Noah Galloway knows what it is like to seemingly have the odds stacked against you. Having lost an arm and a leg in an IED explosion while serving in Iraq, he’s come back. He is recounting his rebirth in a new memoir, titled “Living with No Excuses: The Remarkable Rebirth of an American Soldier.”
Galloway led the typical life, growing up in Alabama. Like many Americans, he was deeply impacted by the events of Sept. 11, 2001. Galloway felt called to join the military, joining the U.S. Army. During his second tour of duty in Iraq, he was injured when the vehicle he was riding in struck an IED.
For a man who viewed himself as a protector, the days lying in a hospital bed proved to be overwhelming.
“There were several times when I laid there and thought it would have been easier if I had died,” he said.
After lengthy rehabilitation, including learning how to walk on prosthetics, Galloway returned to Alabama. That proved to have its challenges as he turned to alcohol to fill some of the voids in his life and deal with the low points.
However, it was an arrest for DUI that Galloway credits with saving my life.
“When that officer arrested me, it changed my life,” he said.
Galloway replaced the alcohol with a new passion – fitness. He focused on overcoming obstacles, including participating in mud runs and other events. No obstacles were going to get in his way.
“I am going to find a way to get it done,” he said of hurdles. “Don’t challenge me.”
Galloway even become a cover model as his comeback made the cover of fitness magazines. His story attracted the attention of “Dancing With The Stars.”

» **EXTRACTED DATA**:
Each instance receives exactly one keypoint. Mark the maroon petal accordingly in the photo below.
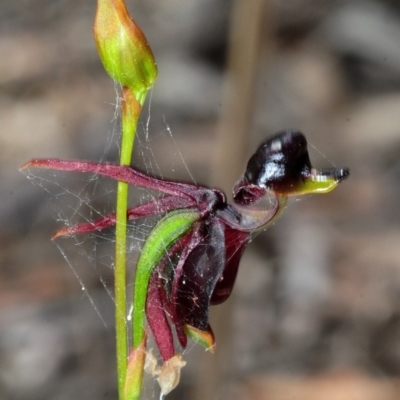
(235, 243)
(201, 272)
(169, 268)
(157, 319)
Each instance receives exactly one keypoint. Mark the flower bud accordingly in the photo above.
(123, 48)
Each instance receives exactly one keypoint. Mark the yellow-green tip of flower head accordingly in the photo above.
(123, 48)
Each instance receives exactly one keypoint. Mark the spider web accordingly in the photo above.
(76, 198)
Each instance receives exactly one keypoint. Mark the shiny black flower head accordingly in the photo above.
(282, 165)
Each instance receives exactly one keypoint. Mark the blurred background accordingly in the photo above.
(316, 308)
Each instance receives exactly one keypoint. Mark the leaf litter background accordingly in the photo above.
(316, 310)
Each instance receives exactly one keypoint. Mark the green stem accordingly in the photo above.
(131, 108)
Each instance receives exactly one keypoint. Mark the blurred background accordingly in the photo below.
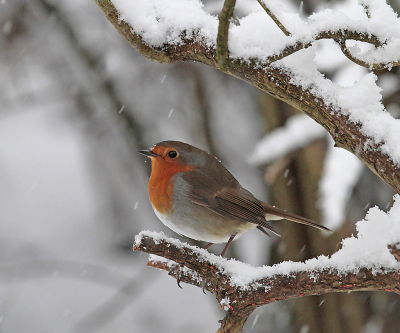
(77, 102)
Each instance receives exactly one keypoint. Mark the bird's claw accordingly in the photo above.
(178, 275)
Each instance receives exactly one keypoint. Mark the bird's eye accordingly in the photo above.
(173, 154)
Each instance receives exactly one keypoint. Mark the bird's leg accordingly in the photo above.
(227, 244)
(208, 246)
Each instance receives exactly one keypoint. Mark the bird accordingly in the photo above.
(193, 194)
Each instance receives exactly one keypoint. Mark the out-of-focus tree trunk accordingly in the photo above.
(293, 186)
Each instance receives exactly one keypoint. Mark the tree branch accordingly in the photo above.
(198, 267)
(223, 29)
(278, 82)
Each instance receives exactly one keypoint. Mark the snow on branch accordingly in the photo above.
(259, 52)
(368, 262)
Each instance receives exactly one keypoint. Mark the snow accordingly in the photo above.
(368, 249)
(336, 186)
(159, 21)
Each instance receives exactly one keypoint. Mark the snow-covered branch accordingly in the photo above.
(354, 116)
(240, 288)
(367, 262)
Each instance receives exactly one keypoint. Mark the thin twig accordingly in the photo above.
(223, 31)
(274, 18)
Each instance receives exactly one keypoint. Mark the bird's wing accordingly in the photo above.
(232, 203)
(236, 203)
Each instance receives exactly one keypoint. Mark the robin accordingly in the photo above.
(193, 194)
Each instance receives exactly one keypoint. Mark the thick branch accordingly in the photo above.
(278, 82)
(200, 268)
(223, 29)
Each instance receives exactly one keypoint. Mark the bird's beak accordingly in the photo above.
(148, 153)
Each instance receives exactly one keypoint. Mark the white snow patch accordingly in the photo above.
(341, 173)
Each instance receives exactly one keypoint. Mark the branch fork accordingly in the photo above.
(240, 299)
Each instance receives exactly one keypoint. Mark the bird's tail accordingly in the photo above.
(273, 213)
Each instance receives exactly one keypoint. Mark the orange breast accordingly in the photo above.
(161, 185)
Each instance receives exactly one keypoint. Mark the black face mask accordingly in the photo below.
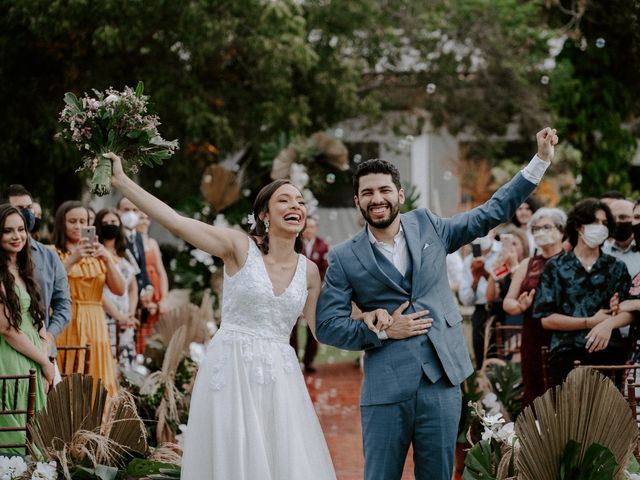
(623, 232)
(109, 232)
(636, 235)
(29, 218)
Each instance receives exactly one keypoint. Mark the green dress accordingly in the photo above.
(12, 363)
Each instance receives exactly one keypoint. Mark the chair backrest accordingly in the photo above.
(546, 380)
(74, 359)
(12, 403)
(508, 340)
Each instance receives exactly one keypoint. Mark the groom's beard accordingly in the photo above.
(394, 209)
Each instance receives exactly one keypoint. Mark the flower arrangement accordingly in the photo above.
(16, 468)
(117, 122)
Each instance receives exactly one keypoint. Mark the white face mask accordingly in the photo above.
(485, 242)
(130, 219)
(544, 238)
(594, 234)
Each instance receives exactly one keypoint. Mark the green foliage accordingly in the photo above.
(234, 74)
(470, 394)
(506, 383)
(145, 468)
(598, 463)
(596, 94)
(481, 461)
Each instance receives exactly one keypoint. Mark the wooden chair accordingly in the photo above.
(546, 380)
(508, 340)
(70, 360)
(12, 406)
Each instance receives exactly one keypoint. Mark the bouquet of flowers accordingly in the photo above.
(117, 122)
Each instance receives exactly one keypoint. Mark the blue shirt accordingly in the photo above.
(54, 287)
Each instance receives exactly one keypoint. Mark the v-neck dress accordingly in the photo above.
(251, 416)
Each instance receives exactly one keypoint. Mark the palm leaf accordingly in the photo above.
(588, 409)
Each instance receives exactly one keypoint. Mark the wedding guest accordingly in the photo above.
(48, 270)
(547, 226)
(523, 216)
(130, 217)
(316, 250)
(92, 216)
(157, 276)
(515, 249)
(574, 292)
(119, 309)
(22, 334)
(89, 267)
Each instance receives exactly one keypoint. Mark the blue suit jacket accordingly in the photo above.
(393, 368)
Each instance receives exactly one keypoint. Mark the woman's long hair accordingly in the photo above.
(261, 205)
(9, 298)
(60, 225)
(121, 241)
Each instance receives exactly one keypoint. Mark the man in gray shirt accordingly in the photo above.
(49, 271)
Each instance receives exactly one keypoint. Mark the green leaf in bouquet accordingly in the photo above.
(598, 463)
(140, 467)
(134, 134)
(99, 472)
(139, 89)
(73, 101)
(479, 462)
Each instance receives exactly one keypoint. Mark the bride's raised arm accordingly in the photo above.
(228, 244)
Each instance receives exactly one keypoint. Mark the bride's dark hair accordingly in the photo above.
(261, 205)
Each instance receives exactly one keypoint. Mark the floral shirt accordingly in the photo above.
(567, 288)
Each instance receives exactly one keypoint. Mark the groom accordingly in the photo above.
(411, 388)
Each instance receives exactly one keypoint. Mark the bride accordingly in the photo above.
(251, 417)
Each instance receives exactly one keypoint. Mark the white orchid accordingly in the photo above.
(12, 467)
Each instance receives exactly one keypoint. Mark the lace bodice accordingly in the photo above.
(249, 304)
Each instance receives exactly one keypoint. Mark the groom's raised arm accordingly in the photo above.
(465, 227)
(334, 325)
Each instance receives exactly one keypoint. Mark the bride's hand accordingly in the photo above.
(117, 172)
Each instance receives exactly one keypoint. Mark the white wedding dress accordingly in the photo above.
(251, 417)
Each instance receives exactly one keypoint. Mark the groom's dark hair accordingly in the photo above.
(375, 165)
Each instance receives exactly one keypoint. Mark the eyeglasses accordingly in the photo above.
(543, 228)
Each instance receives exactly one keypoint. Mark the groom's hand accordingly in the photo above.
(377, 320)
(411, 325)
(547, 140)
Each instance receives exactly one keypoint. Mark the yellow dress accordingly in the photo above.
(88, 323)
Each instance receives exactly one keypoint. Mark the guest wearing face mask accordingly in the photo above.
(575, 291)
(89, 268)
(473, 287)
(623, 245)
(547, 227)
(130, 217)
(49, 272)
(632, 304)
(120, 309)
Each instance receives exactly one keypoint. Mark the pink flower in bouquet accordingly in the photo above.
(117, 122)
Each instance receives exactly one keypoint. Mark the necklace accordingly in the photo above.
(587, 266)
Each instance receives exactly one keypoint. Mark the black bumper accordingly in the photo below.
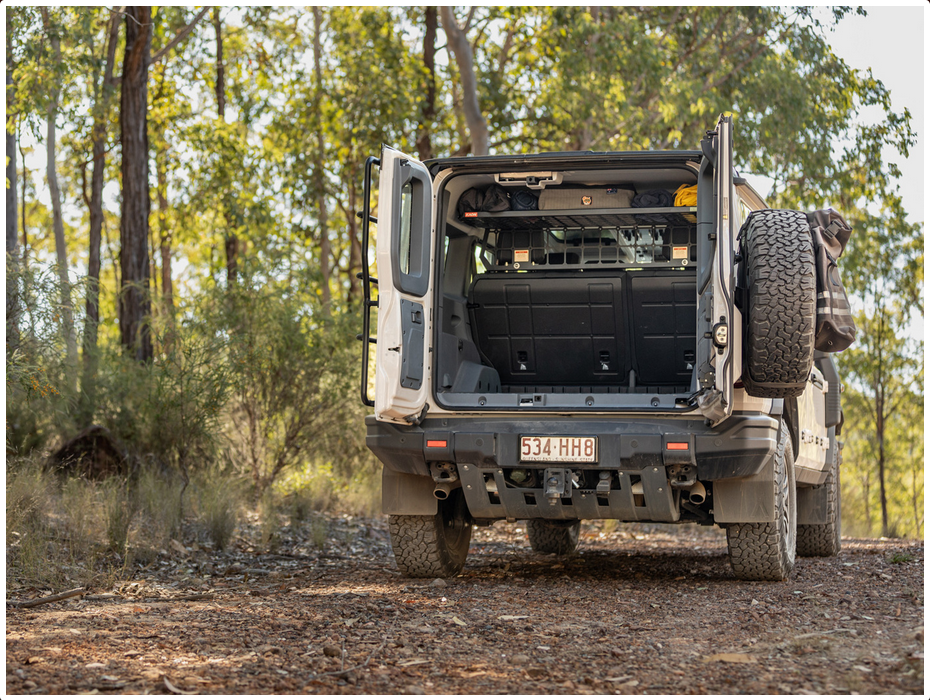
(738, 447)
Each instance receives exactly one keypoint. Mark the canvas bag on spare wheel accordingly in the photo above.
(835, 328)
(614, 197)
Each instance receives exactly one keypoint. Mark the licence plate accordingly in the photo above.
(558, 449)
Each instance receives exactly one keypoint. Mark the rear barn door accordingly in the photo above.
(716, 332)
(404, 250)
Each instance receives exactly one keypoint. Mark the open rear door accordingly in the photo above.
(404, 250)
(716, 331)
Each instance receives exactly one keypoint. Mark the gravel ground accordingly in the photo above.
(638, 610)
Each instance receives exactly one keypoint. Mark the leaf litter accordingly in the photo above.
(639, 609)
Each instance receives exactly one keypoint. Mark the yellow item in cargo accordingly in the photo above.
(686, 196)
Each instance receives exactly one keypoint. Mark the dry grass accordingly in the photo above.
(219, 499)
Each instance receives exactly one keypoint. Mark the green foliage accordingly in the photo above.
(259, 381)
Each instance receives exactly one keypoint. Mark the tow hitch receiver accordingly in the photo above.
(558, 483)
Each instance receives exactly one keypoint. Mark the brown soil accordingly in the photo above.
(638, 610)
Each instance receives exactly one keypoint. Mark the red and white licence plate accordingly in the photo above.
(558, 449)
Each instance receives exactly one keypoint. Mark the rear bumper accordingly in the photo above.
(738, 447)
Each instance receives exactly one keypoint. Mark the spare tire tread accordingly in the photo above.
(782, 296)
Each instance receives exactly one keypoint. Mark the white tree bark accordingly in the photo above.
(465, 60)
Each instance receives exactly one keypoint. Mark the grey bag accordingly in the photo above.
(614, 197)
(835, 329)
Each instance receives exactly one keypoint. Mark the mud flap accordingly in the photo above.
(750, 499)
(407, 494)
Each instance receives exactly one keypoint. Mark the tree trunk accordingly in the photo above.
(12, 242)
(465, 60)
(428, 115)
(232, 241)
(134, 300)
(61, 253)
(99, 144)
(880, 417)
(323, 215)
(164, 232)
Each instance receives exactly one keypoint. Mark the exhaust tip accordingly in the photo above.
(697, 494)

» **EXERCISE SET**:
(a) Decide whether each statement agrees with the article on Noah Galloway. For each, answer yes or no and quote the words of the article that settle it.
(i) Galloway was injured during his first tour of duty in Iraq.
(ii) After returning to Alabama, Galloway turned to alcohol.
(iii) Galloway joined the U.S. Navy.
(b) Carry the article on Noah Galloway forward from its last sentence.

» **RESULTS IN ORDER**:
(a)
(i) No: "During his second tour of duty in Iraq, he was injured when the vehicle he was riding in struck an IED."
(ii) Yes: "he turned to alcohol to fill some of the voids in his life and deal with the low points."
(iii) No: "joining the U.S. Army."

(b)
His family was skeptical, having never seen him dance. However, Galloway went at the show with his same amount of determination. He went on to become a fan favorite, making the finals and ultimately finishing in third place.
Today, Galloway is living a normal life with his children in Alabama. He has a son, Colston, 11, with his first wife Brandi and a son Jack, 8, and daughter Rian, 6, with second wife Tracy. He is a devoted father and also promotes prosthetics during visits to Walter Reed Medical Center.
Galloway knows his book will touch veterans and amputees who will identify with his story, but he also wants it to serve as a testament to what can be done with determination and focus for anyone who has faced depression and adversity like he has.
“Depression is real and I think we’ve come a long way, but it’s still something that if someone hasn’t experienced it, they won’t understand it,” he said. “I think my book will help people understand and help those who suffer through it to realize they’re not alone.”